--- PROBLEM TO SOLVE ---
Your task is to set down the line containing "Tag every instance of the worker" and every later line of the entries, word for word, including the last.
+++
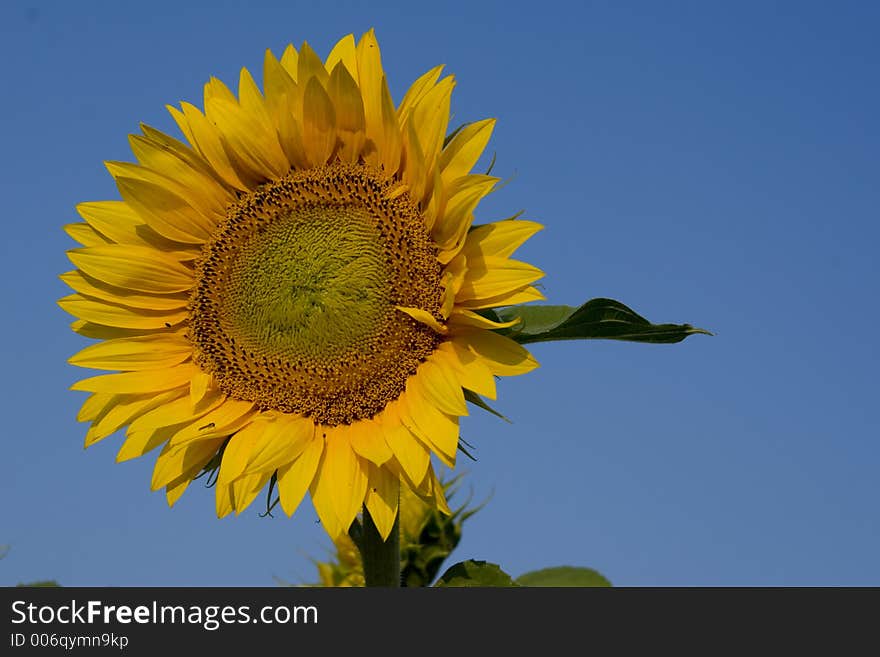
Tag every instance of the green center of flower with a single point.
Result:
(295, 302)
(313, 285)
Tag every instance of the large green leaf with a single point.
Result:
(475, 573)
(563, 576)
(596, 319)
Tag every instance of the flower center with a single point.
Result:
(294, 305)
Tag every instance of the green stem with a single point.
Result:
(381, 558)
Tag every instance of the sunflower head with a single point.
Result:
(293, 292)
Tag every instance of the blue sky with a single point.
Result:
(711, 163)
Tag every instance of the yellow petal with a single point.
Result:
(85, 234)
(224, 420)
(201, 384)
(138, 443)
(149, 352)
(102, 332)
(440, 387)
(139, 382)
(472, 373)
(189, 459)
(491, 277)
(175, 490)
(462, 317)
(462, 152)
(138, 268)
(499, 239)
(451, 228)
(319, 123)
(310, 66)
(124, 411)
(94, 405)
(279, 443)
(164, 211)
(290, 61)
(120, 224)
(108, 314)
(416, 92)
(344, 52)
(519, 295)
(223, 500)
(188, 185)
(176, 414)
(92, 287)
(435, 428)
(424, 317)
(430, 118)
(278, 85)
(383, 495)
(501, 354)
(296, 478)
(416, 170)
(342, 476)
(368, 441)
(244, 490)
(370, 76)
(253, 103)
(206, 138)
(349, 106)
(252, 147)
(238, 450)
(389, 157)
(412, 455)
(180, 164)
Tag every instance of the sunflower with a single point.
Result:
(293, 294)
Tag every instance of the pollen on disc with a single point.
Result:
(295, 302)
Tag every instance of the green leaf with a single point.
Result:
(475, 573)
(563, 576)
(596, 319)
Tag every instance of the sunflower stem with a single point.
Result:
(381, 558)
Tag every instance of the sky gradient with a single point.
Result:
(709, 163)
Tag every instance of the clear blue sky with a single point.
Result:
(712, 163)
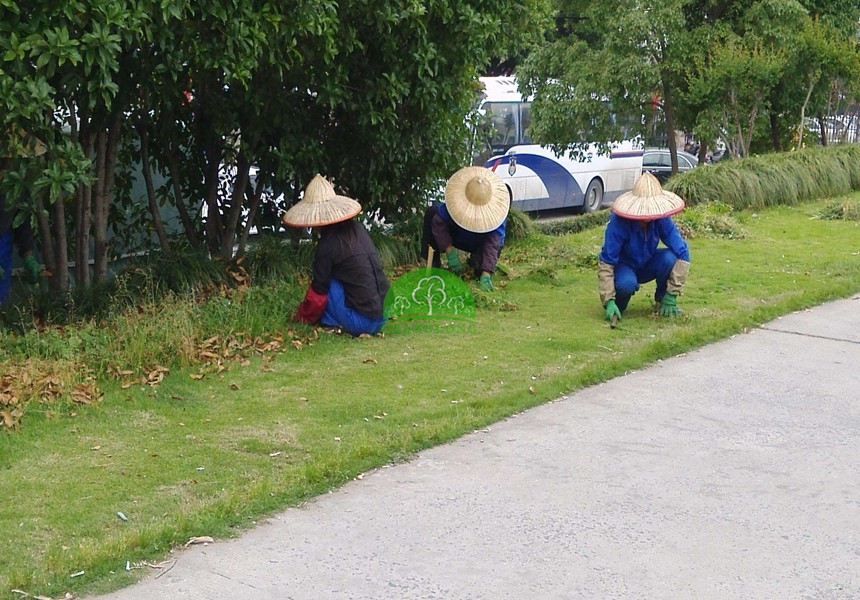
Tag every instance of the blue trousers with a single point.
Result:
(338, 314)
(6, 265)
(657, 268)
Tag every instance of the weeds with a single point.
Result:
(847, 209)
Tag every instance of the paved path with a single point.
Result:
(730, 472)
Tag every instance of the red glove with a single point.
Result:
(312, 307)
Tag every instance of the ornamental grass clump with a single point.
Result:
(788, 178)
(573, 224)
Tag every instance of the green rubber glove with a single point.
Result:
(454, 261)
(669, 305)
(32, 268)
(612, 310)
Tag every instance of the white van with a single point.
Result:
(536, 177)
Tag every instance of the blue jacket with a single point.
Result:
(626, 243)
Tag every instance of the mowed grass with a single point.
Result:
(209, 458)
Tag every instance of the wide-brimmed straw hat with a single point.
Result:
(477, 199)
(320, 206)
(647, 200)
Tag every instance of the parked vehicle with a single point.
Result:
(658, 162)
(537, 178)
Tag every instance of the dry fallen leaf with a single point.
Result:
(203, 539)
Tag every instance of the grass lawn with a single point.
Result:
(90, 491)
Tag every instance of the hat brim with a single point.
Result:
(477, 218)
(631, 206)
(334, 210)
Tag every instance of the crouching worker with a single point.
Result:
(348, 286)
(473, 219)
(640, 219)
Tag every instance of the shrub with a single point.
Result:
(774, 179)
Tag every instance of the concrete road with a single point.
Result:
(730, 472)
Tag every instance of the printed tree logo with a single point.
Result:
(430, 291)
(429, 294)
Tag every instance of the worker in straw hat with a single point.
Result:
+++
--- EXERCISE OUTPUT ---
Tag every instance of the worker in straw hat with a single point.
Result:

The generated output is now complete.